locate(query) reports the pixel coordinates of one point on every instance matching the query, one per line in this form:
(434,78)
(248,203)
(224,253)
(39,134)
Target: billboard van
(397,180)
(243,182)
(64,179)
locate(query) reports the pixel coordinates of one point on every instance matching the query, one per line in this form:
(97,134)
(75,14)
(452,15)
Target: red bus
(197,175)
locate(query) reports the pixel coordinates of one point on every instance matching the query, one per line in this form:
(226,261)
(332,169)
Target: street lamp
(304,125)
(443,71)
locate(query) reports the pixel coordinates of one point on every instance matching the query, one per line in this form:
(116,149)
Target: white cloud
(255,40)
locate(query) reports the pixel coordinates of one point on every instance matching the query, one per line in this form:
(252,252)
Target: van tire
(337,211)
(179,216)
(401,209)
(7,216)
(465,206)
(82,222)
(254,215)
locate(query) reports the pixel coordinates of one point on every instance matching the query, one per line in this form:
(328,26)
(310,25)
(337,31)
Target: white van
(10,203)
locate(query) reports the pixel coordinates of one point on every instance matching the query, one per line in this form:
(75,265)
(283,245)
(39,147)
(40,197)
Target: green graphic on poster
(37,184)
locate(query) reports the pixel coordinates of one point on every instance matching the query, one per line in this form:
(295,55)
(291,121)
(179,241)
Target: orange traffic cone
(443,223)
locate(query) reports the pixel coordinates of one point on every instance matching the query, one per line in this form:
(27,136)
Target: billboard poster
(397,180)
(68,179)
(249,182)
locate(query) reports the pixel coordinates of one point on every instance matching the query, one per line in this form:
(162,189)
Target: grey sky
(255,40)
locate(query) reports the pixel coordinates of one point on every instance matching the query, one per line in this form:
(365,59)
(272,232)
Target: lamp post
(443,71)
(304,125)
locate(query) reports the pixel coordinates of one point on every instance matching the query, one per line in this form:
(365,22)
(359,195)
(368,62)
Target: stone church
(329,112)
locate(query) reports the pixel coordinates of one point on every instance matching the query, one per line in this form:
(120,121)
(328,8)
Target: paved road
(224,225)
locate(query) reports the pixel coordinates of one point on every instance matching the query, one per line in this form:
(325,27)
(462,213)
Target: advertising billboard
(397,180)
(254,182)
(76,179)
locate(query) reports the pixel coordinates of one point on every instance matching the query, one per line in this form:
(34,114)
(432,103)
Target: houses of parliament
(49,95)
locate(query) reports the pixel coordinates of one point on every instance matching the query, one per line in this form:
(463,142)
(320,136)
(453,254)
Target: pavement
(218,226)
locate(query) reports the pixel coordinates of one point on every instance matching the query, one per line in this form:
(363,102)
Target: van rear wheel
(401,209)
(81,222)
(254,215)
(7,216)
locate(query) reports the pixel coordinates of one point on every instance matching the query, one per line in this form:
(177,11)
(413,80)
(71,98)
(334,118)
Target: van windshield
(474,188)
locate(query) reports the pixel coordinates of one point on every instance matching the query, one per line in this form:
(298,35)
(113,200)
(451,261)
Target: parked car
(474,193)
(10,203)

■ ■ ■

- _What is asked_
Take the data above and return it exactly.

- _Answer_
locate(query) reports the pixel coordinates of one point on every instance matching the query, one per line in this form:
(434,78)
(248,203)
(224,253)
(39,134)
Target: billboard van
(397,180)
(243,182)
(64,179)
locate(query) reports the pixel coordinates of one point on every instance matching the query, one per line in this form:
(97,134)
(75,14)
(452,15)
Target: red bus
(197,175)
locate(query) reports the pixel coordinates of one point on every instance matching the query, one per line in this form:
(226,261)
(332,169)
Target: street lamp
(304,125)
(443,71)
locate(query) reports the pixel coordinates of one point on every instance matching the query, one per line in this form:
(116,149)
Target: white cloud
(255,40)
locate(query) reports the pixel coordinates of one point on every instance matching the query, one per line in this form:
(252,252)
Target: van tire
(337,211)
(179,216)
(401,209)
(7,216)
(465,206)
(82,222)
(254,215)
locate(query) reports the pixel coordinates of one point on every instance matching the query, one per line in this form:
(328,26)
(310,25)
(337,31)
Target: white van
(10,203)
locate(query) reports the pixel coordinates of one point on every instance matching the query, one per line in this form:
(75,265)
(283,245)
(39,147)
(40,197)
Target: green graphic on poster
(37,184)
locate(query) reports the pixel coordinates of one point on every instance matching the query, one per line in this form:
(295,55)
(291,121)
(179,241)
Target: orange traffic cone
(443,223)
locate(query) reports the pixel coordinates of one point on every instance matching the query, one per line in this form:
(27,136)
Target: billboard poster
(397,180)
(68,179)
(249,182)
locate(query) reports the pixel coordinates of one point on every instance matching the query, one per line in this form:
(162,189)
Target: grey sky
(255,40)
locate(query) reports the pixel coordinates of one point on every instance matching the query, one per line in this form:
(365,59)
(272,232)
Target: lamp post
(443,71)
(304,125)
locate(query) reports the pixel coordinates of one point on every instance matching the query, one per line in this form:
(365,22)
(359,195)
(368,62)
Target: stone church
(329,112)
locate(query) reports the pixel coordinates of one point on every instance matching the query, one per line in this form:
(120,121)
(328,8)
Target: paved road
(224,225)
locate(query) reports the pixel coordinates of one point on every instance matching the query, one per line in this form:
(325,27)
(462,213)
Target: advertising billboard
(397,180)
(254,182)
(76,179)
locate(query) reports the pixel coordinates of one point on every instance matching the query, one per line in this form:
(34,114)
(432,103)
Target: houses of parliament
(49,95)
locate(query) reports the pixel coordinates of one point on every instance matching the query, one per line in this form:
(463,142)
(320,136)
(453,254)
Target: pavement
(218,226)
locate(query) reports the pixel coordinates of one point on every instance matching the query, one per line in this form:
(363,102)
Target: van rear wheel
(401,209)
(81,222)
(254,215)
(7,216)
locate(query) reports the pixel coordinates of one point on every instance matching the query, one per line in this form:
(177,11)
(413,80)
(71,98)
(334,118)
Target: van windshield
(474,188)
locate(query) reports the pixel coordinates of one point on every instance matching the query, one per line in this form:
(298,35)
(113,200)
(451,261)
Target: parked car
(474,193)
(10,203)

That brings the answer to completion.